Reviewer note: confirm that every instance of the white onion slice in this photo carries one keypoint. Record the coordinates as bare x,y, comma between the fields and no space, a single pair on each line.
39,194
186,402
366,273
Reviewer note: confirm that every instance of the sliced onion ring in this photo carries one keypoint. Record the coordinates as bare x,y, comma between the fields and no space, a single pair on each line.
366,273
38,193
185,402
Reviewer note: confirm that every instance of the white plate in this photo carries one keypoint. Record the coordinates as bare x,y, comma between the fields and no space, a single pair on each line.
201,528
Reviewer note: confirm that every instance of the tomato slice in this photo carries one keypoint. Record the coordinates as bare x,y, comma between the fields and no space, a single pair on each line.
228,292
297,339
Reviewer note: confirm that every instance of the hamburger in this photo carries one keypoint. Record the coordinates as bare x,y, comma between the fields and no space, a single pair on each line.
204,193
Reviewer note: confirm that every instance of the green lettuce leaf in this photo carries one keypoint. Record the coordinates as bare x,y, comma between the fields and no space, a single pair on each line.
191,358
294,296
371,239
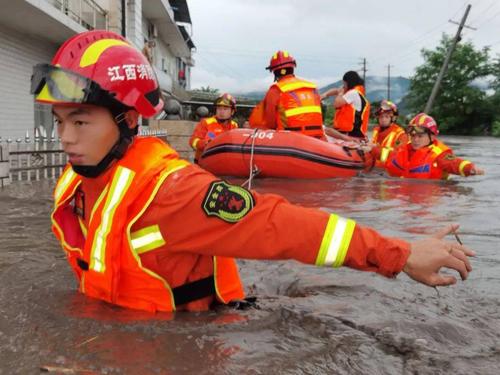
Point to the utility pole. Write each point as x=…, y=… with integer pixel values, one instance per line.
x=388, y=81
x=442, y=72
x=364, y=69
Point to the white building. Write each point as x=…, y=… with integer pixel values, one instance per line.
x=31, y=31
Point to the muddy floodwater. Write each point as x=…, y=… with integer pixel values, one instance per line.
x=310, y=321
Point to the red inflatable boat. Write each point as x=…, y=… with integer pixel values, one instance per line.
x=281, y=154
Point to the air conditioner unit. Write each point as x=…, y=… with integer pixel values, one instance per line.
x=153, y=32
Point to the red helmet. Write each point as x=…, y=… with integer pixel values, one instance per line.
x=102, y=68
x=423, y=120
x=226, y=100
x=387, y=106
x=281, y=59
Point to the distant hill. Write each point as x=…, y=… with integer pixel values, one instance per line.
x=376, y=88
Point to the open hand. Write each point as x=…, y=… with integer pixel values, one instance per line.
x=429, y=255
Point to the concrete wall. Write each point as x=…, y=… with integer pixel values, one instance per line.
x=18, y=54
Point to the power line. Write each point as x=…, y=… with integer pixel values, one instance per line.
x=442, y=72
x=480, y=14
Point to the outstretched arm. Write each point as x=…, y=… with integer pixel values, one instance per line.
x=429, y=255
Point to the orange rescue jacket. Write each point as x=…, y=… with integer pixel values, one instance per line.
x=299, y=107
x=106, y=256
x=350, y=121
x=421, y=163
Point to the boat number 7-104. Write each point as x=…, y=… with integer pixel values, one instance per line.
x=261, y=135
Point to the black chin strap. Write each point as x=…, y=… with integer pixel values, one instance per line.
x=116, y=152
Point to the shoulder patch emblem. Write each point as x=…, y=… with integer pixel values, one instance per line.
x=450, y=157
x=228, y=202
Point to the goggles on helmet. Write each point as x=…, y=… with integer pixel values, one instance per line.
x=51, y=84
x=417, y=130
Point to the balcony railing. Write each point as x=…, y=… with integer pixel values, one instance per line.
x=86, y=12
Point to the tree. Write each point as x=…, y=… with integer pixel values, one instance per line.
x=494, y=100
x=460, y=107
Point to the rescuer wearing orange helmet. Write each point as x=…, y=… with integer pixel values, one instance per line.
x=387, y=134
x=208, y=128
x=425, y=157
x=291, y=103
x=146, y=230
x=352, y=109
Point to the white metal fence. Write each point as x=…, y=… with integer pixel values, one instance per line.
x=33, y=159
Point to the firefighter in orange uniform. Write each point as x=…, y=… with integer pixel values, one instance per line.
x=145, y=230
x=387, y=135
x=291, y=103
x=208, y=128
x=425, y=157
x=352, y=109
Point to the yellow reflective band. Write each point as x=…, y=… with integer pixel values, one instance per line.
x=195, y=142
x=462, y=165
x=82, y=226
x=296, y=85
x=44, y=95
x=385, y=153
x=95, y=50
x=63, y=183
x=302, y=110
x=336, y=240
x=147, y=239
x=119, y=186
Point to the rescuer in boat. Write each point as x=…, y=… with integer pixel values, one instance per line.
x=145, y=230
x=352, y=109
x=208, y=128
x=291, y=103
x=387, y=134
x=425, y=157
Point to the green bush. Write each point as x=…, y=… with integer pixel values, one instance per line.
x=495, y=128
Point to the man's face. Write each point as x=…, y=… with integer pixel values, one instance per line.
x=87, y=132
x=223, y=112
x=384, y=119
x=420, y=138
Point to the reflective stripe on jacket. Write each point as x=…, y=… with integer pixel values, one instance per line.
x=421, y=163
x=350, y=121
x=299, y=107
x=110, y=252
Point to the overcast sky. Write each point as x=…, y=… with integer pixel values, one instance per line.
x=235, y=39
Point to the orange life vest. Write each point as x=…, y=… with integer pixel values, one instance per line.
x=350, y=121
x=421, y=164
x=299, y=107
x=214, y=128
x=387, y=144
x=105, y=259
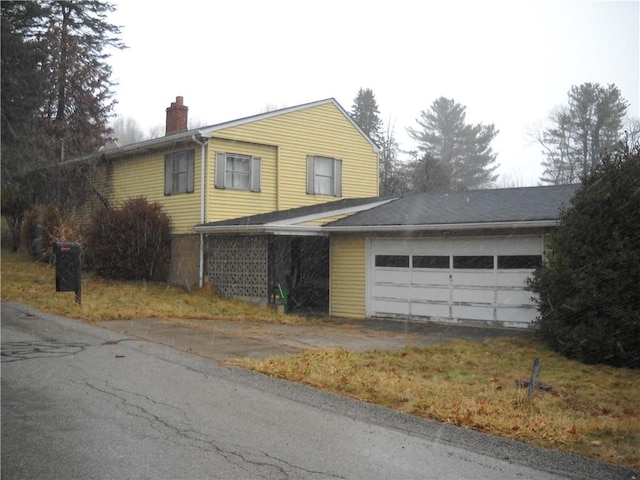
□ □ □ □ □ □ □
**WORK TO BE COMPLETED:** Retype the whole listing. Keep every word exact but include no pictures.

**FINISHED EXERCISE:**
Reviewer note: confirm that every instance of the white onion slice in this photo carries one keypoint. Record the coordinates as bare x,y, comma between the fields and no space, a single pair on each line.
39,194
186,402
366,273
Reviewer note: confirm that every instance of the sliced onion ring in this photo carries one keypoint. Record the coordinates as bare x,y, comma between the fields and no space, a single pair on each line.
366,273
38,193
185,402
Reviewer note: confirm that every instance of the white plate in this photo carries one keypoint. Record the coordinates as bare x,y, comma between the fields and no space, a single pair on each line.
201,528
Reviewer note: confirm that every instance of the tomato slice in this photo carries one keypoint. Record the coordinates as bare x,y, comma between the fields and no space, a single pair on each line.
228,292
297,339
Reviewer note: confirm that every instance of the hamburger in this photo carries one keypoint. Record the coordinates as bare x,y, comma between the fields and no space, a single pair on each line.
204,193
Reviewer note: confirm that every instance of the green lettuce leaf in this photo carries one keypoint. Record the coordinates as bare x,y, comma between the fields and no space, a single pair on each line.
191,358
294,296
371,239
Point to the utility pole. Write each point as x=…, y=… with integer pixel values, one instance per line.
x=388, y=81
x=442, y=72
x=364, y=69
Point to the white building. Write each point as x=…, y=… with integer pixel values, one instance per line.
x=31, y=31
Point to the muddy floodwater. Write each point as x=…, y=… with integer pixel values, one instance per line.
x=310, y=321
Point to the red inflatable boat. Write each point as x=…, y=… with integer pixel values, one instance per line.
x=281, y=154
Point to the air conditioner unit. Write each point as x=…, y=… with integer pixel values, one instance per line.
x=153, y=32
Point to the red helmet. Write each point as x=…, y=… with integer pixel values, one instance per line.
x=102, y=68
x=423, y=120
x=226, y=100
x=387, y=106
x=281, y=59
Point to the distant hill. Write each point as x=…, y=… with integer pixel values, one instance per line.
x=376, y=88
Point to the open hand. Write each point as x=…, y=… with integer pixel values, one instance per line.
x=429, y=255
Point to the concrete wall. Write each point as x=…, y=… with integer pixel values, one instance per line.
x=18, y=54
Point to the power line. Write each point as x=…, y=… with integer pixel values, one instance per line.
x=442, y=72
x=480, y=14
Point to the outstretched arm. Write each point as x=…, y=… with integer pixel values, one instance per line.
x=429, y=255
Point to the orange rescue jacket. Write each point as x=…, y=… with integer pixel values, one instance per line.
x=299, y=107
x=106, y=256
x=350, y=121
x=421, y=163
Point to the boat number 7-104. Write each point as x=…, y=… with integer pixel values, one instance per line.
x=261, y=135
Point to the black chin strap. Write each point as x=…, y=… with integer pixel values, one instance per line.
x=116, y=152
Point to the shoulder patch emblem. Write each point as x=…, y=… with integer pixel values, one instance per line.
x=450, y=157
x=228, y=202
Point to the goggles on helmet. Write each point as x=…, y=… with integer pixel values, one instance per line.
x=51, y=84
x=417, y=130
Point to the balcony railing. Write each point as x=…, y=… with integer pixel values, one instance per line.
x=86, y=12
Point to the tree. Write each point as x=…, y=… with integer pixel values, one instance per line.
x=494, y=100
x=460, y=107
Point to the rescuer wearing orange helmet. Write each point as x=…, y=… with integer pixel values, one instance per line.
x=387, y=134
x=208, y=128
x=425, y=157
x=291, y=103
x=146, y=230
x=352, y=109
Point to the white metal fence. Write each point as x=…, y=… with integer pixel values, one instance per line.
x=33, y=159
Point to the firefighter in orange uniform. Write each point as x=…, y=… with integer pixel values, one instance per line.
x=145, y=230
x=387, y=135
x=291, y=103
x=208, y=128
x=425, y=157
x=352, y=109
Point to the yellow reflective band. Write each point as x=…, y=… with integer pixel values, one instance per line.
x=195, y=142
x=462, y=165
x=82, y=226
x=296, y=85
x=44, y=95
x=385, y=153
x=95, y=50
x=63, y=183
x=302, y=110
x=336, y=240
x=147, y=239
x=119, y=186
Point to the rescuer in boat. Write each point as x=…, y=… with integer pixel values, one instance per line.
x=145, y=230
x=352, y=109
x=208, y=128
x=291, y=103
x=387, y=134
x=425, y=157
Point to the green bush. Write each point as x=…, y=… with integer pixel values, one instance per line.
x=495, y=128
Point to the man's face. Write each point as x=…, y=… with integer pixel values, one instance per line.
x=87, y=132
x=223, y=112
x=384, y=119
x=420, y=138
Point to the reflective stripe on jacket. Write each point as x=…, y=… with integer pixel values, one instance per line.
x=421, y=163
x=350, y=121
x=299, y=107
x=110, y=252
Point to the overcast sky. Write each point as x=…, y=… with integer pixel values, one instance per line.
x=235, y=39
Point to the orange life vest. Write each point as x=…, y=… with integer pixel values, one instance per line.
x=350, y=121
x=421, y=164
x=299, y=107
x=214, y=128
x=387, y=144
x=105, y=259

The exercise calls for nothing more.